What you will do =
- a) According to the Avro NaN-encoding issue, what did the issue type change from, and what did it change to?
- b) Continue the Avro NaN-encoding issue from the point where it stops.

Given text =
···
You are viewing a plain text version of this content. The canonical link for it is here.
Posted to issues@avro.apache.org by "Kousuke Saruta (Jira)" <ji...@apache.org> on 2023/08/23 15:51:00 UTC
[jira] [Updated] (AVRO-3841) Align the specification of encoding NaN to the actual implementations

     [ https://issues.apache.org/jira/browse/AVRO-3841?page=com.atlassian.jira.plugin.system.issuetabpanels:all-tabpanel ]

Kousuke Saruta updated AVRO-3841:
---------------------------------
    Issue Type: Improvement  (was: Bug)

> Align the specification of encoding NaN to the actual implementations
> ---------------------------------------------------------------------
>
>                 Key: AVRO-3841
>                 URL: https://issues.apache.org/jira/browse/AVRO-3841
>             Project: Apache Avro
>          Issue Type: Improvement
>          Components: spec
>    Affects Versions: 1.12.0
>            Reporter: Kousuke Saruta
>            Priority: Minor
>
> The specification says about the way to encode float/double like as follows.
> {code}
> a float is written as 4 bytes. The float is converted into a 32-bit integer using a method equivalent to Java’s floatToIntBits and then encoded in little-endian format.
> a double is written as 8 bytes. The double is converted into a 64-bit integer using a method equivalent to Java’s doubleToLongBits and then encoded in little-endian format.
> {code}
> But the actual implementation in Java uses floatToRawIntBits/doubleToRawLongBits rather than floatToIntBits/doubleToLongBits.
> The they are different in the way to encode NaN.
> floatToIntBits/doubleToLongBits doesn't distinguish between NaN and -NaN but floatToRawIntBits/doubleToRawLongBits does.
> I confirmed all the implementation distinguish between NaN and -NaN.
> So, I think it's better to modify the specification.
> Java
> {code}
>   public static int encodeFloat(float f, byte[] buf, int pos) {
>     final int bits = Float.floatToRawIntBits(f);
>     buf[pos + 3] = (byte) (bits >>> 24);
>     buf[pos + 2] = (byte) (bits >>> 16);
>     buf[pos + 1] = (byte) (bits >>> 8);
>     buf[pos] = (byte) (bits);
>     return 4;
>   }
>   public static int encodeDouble(double d, byte[] buf, int pos) {
>     final long bits = Double.doubleToRawLongBits(d);
>     int first = (int) (bits & 0xFFFFFFFF);
>     int second = (int) ((bits >>> 32) & 0xFFFFFFFF);
>     // the compiler seems to execute this order the best, likely due to
>     // register allocation -- the lifetime of constants is minimized.
···
Dataset excerpts =
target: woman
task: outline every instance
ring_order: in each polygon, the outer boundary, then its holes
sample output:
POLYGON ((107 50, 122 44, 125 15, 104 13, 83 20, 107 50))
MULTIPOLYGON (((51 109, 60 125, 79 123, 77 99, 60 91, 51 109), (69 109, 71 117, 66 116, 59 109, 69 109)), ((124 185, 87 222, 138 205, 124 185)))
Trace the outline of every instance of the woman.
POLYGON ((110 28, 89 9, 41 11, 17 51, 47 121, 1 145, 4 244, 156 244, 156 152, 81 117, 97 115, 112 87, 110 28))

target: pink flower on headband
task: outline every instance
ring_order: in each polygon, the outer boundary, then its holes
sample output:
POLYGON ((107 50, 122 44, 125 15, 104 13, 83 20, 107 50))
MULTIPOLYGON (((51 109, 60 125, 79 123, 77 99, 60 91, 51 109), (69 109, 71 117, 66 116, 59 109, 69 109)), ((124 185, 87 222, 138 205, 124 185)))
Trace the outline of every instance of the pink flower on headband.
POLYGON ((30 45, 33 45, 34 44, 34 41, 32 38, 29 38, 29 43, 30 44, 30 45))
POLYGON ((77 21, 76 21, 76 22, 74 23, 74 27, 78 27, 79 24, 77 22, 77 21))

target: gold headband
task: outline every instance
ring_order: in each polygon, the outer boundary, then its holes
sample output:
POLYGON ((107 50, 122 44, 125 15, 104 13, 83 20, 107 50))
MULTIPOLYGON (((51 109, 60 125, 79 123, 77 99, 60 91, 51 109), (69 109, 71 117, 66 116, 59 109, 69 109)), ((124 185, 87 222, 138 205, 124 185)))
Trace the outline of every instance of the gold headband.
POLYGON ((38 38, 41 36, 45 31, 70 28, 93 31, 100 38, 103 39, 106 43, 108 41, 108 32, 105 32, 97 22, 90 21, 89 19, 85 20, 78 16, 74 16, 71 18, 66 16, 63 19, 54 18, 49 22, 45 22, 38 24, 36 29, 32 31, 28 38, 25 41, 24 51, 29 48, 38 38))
···
Responses to the tasks =
- a) It changed from Bug to Improvement.

- b)
>     buf[pos] = (byte) (first);
>     buf[pos + 4] = (byte) (second);
>     buf[pos + 5] = (byte) (second >>> 8);
>     buf[pos + 1] = (byte) (first >>> 8);
>     buf[pos + 2] = (byte) (first >>> 16);
>     buf[pos + 6] = (byte) (second >>> 16);
>     buf[pos + 7] = (byte) (second >>> 24);
>     buf[pos + 3] = (byte) (first >>> 24);
>     return 8;
>   }
> {code}
> Rust
> {code}
> Value::Float(x) => buffer.extend_from_slice(&x.to_le_bytes()),
> Value::Double(x) => buffer.extend_from_slice(&x.to_le_bytes()),
> {code}
> Python
> {code}
>     def write_float(self, datum: float) -> None:                                                                                                  
>         """                                                                                                                                       
>         A float is written as 4 bytes.                                                                                                            
>         The float is converted into a 32-bit integer using a method equivalent to                                                                 
>         Java's floatToIntBits and then encoded in little-endian format.                                                                           
>         """                                                                                                                                       
>         self.write(STRUCT_FLOAT.pack(datum)) 
>     def write_double(self, datum: float) -> None:                                                                                                 
>         """                                                                                                                                       
>         A double is written as 8 bytes.                                                                                                           
>         The double is converted into a 64-bit integer using a method equivalent to                                                                
>         Java's doubleToLongBits and then encoded in little-endian format.                                                                         
>         """                                                                                                                                       
>         self.write(STRUCT_DOUBLE.pack(datum))
> {code}
> C
> {code}
> static int write_float(avro_writer_t writer, const float f)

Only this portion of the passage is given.